# Given task:
Every record here should be printed again exactly.

# Dataset rows:
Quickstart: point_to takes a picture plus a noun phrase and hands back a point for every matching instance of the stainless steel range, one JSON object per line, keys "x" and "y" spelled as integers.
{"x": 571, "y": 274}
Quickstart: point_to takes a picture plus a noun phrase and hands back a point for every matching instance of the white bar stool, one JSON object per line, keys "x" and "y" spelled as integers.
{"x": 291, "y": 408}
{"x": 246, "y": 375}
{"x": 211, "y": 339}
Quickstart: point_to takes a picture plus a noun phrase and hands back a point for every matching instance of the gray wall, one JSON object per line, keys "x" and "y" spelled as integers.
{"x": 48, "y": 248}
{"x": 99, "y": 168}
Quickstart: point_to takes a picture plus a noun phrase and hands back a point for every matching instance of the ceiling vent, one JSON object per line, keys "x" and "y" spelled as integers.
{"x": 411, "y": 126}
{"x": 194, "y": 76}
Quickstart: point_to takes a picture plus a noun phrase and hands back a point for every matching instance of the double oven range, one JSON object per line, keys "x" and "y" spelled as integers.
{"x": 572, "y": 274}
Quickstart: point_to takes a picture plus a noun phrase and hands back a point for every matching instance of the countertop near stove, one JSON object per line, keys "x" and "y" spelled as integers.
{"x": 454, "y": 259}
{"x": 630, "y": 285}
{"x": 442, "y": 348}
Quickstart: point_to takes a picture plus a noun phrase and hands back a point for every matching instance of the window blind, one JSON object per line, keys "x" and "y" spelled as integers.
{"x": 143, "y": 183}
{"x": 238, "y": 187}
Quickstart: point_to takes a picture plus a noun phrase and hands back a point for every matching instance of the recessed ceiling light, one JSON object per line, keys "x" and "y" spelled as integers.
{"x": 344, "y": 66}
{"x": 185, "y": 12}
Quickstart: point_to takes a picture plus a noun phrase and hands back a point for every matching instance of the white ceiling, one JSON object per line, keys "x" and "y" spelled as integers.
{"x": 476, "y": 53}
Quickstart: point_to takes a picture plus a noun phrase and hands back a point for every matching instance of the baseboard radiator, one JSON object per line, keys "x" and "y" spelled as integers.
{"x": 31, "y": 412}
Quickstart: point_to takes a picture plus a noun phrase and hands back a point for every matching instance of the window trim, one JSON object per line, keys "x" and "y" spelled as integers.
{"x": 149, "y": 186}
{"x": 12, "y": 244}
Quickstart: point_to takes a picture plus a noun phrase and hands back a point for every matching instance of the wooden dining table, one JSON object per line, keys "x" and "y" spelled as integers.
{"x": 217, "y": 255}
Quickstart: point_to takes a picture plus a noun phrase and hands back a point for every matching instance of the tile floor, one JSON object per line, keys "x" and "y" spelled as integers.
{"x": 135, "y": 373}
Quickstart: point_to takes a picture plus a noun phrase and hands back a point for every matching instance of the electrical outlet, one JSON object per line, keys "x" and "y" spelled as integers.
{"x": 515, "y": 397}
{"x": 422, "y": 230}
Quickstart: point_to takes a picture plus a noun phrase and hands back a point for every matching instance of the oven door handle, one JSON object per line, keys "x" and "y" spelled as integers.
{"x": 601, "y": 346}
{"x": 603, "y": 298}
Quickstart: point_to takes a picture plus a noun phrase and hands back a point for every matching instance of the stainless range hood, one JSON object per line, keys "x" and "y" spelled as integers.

# Written answer:
Quickstart: point_to takes a picture plus a noun phrase and hands back a point for every matching instance of the stainless steel range, one JSON object per line, keys "x" and "y" spelled as integers.
{"x": 571, "y": 274}
Quickstart: point_to takes a picture plus a noun phrase and hands back a point for every matching instance of the white bar stool, one JSON object per line, keys "x" and "y" spelled as integers.
{"x": 291, "y": 408}
{"x": 246, "y": 375}
{"x": 211, "y": 339}
Quickstart: point_to takes a picture plus a noun phrase and hands back a point for every matching instance of the gray wall, one JSON object per line, keys "x" and "y" spelled as integers.
{"x": 48, "y": 248}
{"x": 99, "y": 168}
Quickstart: point_to takes a picture plus a noun phrase and hands back a point for every matching instance of the ceiling vent, one JSON object per line, keys "x" and "y" spelled as integers.
{"x": 411, "y": 126}
{"x": 194, "y": 76}
Quickstart: point_to takes a picture plus a noun phrase and hands back a point for every matching instance of the double oven range, one JSON object per line, keys "x" and "y" spelled as integers.
{"x": 572, "y": 274}
Quickstart: point_to takes a picture plus a noun phrase and hands back a point for every matching instance of the countertop near stove, one JSON object per line, keys "x" and "y" spelled as integers.
{"x": 454, "y": 259}
{"x": 630, "y": 285}
{"x": 442, "y": 348}
Quickstart: point_to takes a picture plus a noun phrase and hands back a point for every matching instance of the window blind, one JSON object per line, keys "x" and "y" spelled as integers.
{"x": 143, "y": 183}
{"x": 238, "y": 187}
Quickstart: point_to takes a picture plus a noun phrase and hands back a point for every matching instance of the recessed ceiling light, one JSON object per line, keys "x" and "y" spelled as integers.
{"x": 344, "y": 66}
{"x": 185, "y": 12}
Quickstart: point_to takes a picture plus a noun phrase and hands back a point for every matching instance of the white ceiling, one JSON object per line, keys "x" and "y" spelled as integers.
{"x": 476, "y": 53}
Quickstart: point_to takes a picture plus a noun phrase and hands back a point for every matching instance of the baseboard radiator, one JSON object per line, keys "x" and "y" spelled as integers.
{"x": 31, "y": 412}
Quickstart: point_to takes a picture plus a noun phrase and hands back a point for every matching instance of the window trim, one JSON object per line, keys "x" and "y" spelled as integers.
{"x": 149, "y": 186}
{"x": 12, "y": 244}
Quickstart: point_to takes a picture plus a noun phrase and hands back a point for every matching instance of the wooden dining table, one JSON object per line, keys "x" and "y" spelled as integers.
{"x": 217, "y": 255}
Quickstart: point_to takes a picture plus a noun phrase and hands back a point for every matching instance of the tile floor, one JSON object per line, keys "x" and "y" spelled as integers.
{"x": 135, "y": 373}
Quickstart: point_to takes a picture plus a noun phrase and hands back a point for every matching instance of the electrical outlet, one JSON object per line, keys "x" and "y" spelled as integers.
{"x": 515, "y": 397}
{"x": 422, "y": 230}
Quickstart: point_to takes a picture plus a noun phrase and hands back a point for every matching instance of the oven door handle, one JSON object per line, keys "x" and "y" spelled as integers.
{"x": 601, "y": 346}
{"x": 603, "y": 298}
Quickstart: point_to takes a picture plus a noun phrase and hands back a point for every matching instance of the stainless range hood, one JSON object per line, keys "x" and "y" spelled as integers.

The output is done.